Problem —
Substitute "Label" for "Target" in the rows starting at the line that contains "Practice step: indicate the purple" and ending at the last row, and give those rows back with nothing else changed.

═════ Records supplied

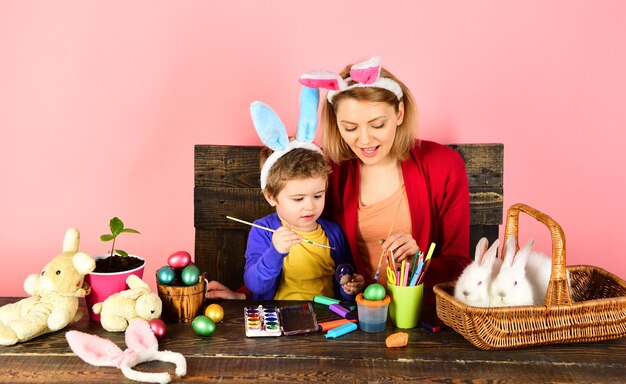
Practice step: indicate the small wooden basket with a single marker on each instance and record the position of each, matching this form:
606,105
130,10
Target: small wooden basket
181,304
593,310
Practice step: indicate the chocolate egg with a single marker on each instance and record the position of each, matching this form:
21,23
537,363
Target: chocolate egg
343,270
158,327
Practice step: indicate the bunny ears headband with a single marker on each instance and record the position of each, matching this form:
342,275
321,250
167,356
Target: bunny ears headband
273,133
365,74
271,129
142,347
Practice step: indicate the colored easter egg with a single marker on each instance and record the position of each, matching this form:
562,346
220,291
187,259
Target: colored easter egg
374,292
214,312
179,260
166,275
190,275
343,270
203,326
158,327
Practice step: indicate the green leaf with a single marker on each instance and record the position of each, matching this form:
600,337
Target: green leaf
116,225
106,237
122,253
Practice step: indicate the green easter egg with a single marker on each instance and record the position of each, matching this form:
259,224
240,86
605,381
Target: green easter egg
203,325
374,292
190,275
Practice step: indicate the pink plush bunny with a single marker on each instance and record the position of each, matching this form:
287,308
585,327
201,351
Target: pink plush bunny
142,347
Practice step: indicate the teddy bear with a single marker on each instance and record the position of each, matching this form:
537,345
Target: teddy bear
120,308
54,293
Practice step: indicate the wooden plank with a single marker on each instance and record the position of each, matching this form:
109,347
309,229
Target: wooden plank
229,356
226,183
235,166
220,253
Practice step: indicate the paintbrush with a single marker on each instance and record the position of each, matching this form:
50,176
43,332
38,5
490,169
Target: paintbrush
271,230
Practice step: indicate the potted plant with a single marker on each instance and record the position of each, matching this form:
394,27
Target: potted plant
112,269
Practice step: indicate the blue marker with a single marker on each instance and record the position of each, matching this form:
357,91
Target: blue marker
417,273
340,331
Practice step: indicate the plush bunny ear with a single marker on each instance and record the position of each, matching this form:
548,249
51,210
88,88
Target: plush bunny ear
269,127
307,124
323,79
366,72
94,350
139,337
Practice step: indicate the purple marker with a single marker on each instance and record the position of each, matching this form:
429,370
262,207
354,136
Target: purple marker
340,331
343,312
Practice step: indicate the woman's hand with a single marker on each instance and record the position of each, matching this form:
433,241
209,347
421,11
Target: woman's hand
284,238
402,244
217,290
355,285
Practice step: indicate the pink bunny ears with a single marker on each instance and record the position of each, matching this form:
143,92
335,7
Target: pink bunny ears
142,347
364,74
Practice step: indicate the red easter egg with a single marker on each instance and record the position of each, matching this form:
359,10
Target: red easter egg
158,327
179,260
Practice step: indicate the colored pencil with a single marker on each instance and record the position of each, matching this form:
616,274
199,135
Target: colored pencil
426,263
272,230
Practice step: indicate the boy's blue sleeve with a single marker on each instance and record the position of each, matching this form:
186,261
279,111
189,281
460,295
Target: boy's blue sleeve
263,266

══════════

Expected answer —
Practice step: indicate the purple marker with a single marker on each instance and record the position of each, matching this form:
429,370
262,207
354,136
Label: purple marker
340,331
343,312
Practice step: indicate the woman's hand with a single marker on each instance and record the position of each, matching this form:
433,241
209,347
421,11
Label: woman's hand
284,238
402,244
217,290
355,285
Practice step: indicate the pink bunny ears with a single marker on each instance and record the position of each, matching this form:
143,92
335,7
Label: pink bunny ears
142,347
364,74
Practice step: indicate the red easter egg with a single marker on each instance and record the position of each, matching this form:
359,10
Label: red easter egg
158,327
179,260
Practice step: indicate the colored pencil with a single marker on each instance and record the position of each, matching this form:
616,274
199,135
Label: colored pencil
426,263
272,230
Practice step: indicate the boy's blue sleeve with a single marker on each instance and record the position of each, matching this form:
186,261
279,111
189,281
460,295
Label: boy's blue sleeve
263,266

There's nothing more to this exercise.